[Data excerpts]
::::::::
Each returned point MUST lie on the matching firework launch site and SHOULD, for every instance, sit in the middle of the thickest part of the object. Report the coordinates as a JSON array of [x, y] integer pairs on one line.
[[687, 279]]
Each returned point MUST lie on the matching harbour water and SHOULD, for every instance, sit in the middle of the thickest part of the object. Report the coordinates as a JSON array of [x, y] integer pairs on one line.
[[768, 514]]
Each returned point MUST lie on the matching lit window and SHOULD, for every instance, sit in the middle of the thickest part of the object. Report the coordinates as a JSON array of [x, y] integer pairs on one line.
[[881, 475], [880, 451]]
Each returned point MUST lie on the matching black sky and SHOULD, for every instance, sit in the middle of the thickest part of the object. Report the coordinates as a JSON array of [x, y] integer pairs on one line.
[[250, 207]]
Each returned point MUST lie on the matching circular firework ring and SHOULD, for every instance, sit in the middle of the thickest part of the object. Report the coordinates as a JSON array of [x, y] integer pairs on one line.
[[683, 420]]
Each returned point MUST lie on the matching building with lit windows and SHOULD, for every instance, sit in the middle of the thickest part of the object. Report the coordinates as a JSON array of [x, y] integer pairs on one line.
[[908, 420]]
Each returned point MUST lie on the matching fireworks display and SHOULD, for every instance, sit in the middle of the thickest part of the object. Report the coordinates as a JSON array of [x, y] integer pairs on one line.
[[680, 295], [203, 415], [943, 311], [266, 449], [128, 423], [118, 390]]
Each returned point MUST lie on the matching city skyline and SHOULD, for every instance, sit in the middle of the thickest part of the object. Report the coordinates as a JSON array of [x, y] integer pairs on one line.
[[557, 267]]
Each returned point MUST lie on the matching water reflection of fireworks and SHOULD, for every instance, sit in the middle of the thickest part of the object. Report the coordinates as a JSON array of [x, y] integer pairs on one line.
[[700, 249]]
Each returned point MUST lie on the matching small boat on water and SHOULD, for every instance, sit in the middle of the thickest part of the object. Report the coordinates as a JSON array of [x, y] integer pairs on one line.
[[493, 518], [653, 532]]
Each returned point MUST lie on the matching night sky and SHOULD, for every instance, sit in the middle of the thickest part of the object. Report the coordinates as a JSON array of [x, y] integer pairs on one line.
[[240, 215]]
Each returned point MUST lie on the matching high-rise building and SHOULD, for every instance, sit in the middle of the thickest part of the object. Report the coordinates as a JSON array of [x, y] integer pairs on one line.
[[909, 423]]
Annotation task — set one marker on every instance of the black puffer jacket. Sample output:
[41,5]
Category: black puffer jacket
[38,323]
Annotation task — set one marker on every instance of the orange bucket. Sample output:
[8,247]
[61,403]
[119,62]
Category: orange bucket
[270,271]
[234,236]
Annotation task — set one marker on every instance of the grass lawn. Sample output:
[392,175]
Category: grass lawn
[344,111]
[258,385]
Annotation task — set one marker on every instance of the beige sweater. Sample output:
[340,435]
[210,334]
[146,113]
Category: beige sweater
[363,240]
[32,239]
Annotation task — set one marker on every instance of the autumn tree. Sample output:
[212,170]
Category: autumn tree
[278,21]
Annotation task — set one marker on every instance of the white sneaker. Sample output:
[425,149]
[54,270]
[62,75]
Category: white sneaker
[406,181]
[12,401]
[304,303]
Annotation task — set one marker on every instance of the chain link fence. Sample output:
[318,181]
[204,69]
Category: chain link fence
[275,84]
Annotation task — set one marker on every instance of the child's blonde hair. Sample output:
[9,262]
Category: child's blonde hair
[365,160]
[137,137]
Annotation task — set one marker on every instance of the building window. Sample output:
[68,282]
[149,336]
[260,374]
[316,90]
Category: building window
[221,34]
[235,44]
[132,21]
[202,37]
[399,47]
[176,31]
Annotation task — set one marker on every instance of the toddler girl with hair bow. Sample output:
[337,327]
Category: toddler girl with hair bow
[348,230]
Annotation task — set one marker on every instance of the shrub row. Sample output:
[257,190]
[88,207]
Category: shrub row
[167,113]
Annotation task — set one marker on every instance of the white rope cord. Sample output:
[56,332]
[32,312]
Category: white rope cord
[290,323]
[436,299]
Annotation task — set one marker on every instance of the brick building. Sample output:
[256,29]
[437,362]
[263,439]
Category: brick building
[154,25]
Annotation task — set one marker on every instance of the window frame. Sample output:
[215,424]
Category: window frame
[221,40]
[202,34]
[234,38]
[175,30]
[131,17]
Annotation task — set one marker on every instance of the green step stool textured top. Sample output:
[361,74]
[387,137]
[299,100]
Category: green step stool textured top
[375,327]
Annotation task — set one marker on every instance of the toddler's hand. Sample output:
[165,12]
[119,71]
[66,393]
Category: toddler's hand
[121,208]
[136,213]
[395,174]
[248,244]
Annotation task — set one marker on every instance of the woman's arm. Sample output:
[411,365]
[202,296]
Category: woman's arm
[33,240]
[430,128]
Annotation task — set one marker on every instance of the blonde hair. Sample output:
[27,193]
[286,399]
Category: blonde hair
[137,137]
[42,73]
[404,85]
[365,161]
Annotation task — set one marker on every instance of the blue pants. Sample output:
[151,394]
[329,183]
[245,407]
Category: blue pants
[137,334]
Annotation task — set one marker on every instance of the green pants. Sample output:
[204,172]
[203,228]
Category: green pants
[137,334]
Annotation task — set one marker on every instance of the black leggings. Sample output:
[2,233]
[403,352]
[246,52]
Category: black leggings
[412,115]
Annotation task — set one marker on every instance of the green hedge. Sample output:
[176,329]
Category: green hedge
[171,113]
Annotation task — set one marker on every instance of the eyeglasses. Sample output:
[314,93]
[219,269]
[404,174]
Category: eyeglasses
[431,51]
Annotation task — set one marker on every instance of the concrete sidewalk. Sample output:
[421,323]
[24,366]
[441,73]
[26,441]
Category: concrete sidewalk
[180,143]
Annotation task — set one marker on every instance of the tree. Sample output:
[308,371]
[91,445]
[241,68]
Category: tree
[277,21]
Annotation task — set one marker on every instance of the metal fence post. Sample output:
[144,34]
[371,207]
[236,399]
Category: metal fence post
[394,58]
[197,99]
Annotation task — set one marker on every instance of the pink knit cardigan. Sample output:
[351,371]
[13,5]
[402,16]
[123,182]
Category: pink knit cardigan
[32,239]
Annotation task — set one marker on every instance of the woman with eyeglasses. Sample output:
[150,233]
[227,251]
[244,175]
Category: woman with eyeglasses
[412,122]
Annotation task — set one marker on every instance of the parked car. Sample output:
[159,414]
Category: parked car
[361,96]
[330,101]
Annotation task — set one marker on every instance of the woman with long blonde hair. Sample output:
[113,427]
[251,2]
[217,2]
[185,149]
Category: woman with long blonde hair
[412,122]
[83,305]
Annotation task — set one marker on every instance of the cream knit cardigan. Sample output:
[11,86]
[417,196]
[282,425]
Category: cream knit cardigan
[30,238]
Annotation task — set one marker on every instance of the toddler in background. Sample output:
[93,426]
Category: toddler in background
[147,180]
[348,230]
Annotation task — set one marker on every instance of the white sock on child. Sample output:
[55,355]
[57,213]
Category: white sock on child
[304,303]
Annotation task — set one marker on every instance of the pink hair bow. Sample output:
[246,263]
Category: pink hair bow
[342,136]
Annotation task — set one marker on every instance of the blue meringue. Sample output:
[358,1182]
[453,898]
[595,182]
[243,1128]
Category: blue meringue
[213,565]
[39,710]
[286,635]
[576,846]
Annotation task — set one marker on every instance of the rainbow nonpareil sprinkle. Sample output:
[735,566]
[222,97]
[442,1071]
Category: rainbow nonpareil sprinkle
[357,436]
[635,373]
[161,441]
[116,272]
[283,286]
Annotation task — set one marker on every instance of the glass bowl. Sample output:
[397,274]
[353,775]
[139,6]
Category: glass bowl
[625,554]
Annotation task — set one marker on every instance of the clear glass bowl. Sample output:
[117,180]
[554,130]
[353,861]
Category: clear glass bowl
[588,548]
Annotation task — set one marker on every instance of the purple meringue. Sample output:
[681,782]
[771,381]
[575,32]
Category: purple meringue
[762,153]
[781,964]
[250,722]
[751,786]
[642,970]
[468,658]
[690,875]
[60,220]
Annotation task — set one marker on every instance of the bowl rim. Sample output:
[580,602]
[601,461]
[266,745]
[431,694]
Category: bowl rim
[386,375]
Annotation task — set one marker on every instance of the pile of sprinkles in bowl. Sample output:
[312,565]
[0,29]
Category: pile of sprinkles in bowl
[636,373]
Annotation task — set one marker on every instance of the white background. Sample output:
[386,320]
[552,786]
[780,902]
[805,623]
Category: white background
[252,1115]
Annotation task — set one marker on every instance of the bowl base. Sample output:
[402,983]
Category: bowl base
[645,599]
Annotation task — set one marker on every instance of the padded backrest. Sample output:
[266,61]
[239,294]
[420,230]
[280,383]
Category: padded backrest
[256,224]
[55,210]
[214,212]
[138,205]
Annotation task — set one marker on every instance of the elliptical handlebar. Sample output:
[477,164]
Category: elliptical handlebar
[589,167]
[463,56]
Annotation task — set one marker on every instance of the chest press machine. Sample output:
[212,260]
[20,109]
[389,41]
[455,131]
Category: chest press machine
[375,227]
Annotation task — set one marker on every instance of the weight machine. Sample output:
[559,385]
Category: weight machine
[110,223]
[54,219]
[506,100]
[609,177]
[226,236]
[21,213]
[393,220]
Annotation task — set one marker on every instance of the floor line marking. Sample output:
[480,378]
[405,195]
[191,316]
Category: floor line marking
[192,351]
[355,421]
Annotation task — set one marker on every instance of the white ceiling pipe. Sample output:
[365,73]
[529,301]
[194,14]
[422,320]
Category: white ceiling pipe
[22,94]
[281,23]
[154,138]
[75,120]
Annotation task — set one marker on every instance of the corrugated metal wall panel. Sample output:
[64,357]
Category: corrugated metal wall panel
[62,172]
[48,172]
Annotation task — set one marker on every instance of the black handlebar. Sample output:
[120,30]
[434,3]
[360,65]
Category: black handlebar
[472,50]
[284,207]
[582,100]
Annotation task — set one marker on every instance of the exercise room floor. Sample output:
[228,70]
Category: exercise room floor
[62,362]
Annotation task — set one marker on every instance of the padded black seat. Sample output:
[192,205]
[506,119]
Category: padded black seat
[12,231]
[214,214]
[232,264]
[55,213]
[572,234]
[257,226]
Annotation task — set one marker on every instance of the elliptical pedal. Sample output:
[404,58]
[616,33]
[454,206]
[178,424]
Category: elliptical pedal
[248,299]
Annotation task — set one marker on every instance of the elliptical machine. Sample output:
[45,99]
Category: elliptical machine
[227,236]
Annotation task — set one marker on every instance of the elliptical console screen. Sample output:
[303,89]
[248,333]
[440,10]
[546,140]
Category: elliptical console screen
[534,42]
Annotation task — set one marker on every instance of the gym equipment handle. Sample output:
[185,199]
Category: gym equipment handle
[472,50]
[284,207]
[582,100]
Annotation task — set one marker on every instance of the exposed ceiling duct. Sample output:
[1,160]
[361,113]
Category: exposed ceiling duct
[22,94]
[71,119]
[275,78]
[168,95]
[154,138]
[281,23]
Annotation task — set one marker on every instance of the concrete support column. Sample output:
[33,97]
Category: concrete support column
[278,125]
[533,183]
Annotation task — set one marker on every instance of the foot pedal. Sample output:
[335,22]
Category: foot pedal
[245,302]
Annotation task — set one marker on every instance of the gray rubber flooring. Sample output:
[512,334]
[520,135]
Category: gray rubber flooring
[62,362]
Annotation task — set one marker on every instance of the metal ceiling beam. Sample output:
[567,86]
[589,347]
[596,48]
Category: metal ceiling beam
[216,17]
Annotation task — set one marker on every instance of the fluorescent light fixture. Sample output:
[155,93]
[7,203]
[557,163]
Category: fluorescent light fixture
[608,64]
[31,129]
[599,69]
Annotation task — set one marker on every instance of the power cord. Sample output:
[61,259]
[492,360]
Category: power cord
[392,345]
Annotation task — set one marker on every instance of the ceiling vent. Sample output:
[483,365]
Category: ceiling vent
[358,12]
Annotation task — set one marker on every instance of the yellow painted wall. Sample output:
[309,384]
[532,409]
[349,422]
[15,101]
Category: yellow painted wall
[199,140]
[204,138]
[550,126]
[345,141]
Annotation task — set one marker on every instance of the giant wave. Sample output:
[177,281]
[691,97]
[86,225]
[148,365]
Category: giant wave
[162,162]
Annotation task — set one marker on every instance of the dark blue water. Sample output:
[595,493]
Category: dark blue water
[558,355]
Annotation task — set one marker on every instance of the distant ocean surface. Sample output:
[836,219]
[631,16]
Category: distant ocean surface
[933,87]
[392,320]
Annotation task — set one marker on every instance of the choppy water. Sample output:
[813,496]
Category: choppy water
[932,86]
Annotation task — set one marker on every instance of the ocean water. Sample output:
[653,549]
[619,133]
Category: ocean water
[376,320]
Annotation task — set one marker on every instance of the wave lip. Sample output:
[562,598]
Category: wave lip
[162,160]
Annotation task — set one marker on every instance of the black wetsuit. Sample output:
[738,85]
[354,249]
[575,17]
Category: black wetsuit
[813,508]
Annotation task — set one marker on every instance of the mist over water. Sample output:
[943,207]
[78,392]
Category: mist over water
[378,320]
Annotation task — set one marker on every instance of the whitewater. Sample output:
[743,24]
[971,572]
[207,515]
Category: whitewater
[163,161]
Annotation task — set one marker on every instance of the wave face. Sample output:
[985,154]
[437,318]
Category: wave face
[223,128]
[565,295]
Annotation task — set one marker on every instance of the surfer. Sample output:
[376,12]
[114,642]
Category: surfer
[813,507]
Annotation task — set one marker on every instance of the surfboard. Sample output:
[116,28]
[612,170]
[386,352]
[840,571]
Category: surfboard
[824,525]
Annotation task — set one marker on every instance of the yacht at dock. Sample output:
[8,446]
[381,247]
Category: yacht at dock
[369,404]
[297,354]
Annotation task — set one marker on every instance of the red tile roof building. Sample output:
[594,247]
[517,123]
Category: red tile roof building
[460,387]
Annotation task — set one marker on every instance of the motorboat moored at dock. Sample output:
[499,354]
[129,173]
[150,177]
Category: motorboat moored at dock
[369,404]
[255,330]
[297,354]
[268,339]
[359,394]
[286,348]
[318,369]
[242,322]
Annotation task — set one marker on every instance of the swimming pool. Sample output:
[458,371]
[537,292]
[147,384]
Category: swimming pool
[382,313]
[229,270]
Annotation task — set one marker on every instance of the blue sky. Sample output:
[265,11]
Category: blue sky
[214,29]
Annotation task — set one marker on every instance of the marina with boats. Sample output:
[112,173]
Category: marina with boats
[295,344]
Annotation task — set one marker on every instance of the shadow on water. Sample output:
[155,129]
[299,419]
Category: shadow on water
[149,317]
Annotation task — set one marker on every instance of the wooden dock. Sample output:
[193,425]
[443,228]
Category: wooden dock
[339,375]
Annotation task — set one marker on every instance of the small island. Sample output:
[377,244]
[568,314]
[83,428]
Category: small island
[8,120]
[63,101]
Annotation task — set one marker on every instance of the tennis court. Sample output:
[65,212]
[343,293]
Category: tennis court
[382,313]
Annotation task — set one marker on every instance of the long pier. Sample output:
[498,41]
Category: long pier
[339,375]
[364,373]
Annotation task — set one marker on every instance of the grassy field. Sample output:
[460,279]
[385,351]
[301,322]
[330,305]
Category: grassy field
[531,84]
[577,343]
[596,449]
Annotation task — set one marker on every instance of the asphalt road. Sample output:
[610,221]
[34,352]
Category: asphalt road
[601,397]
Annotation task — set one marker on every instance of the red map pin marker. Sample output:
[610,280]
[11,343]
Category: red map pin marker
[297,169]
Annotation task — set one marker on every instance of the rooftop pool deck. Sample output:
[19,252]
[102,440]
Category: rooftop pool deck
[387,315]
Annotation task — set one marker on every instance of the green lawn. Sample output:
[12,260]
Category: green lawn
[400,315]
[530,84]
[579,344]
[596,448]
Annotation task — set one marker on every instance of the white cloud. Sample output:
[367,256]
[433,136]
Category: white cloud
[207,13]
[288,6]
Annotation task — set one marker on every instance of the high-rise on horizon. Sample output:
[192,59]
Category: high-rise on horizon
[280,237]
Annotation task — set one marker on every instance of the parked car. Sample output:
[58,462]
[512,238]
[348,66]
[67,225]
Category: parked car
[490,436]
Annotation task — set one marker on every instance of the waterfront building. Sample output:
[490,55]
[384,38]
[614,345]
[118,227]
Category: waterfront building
::::::::
Prompt:
Look over the entries above and say how many lines contain "waterfront"; give only the number.

Written answer:
2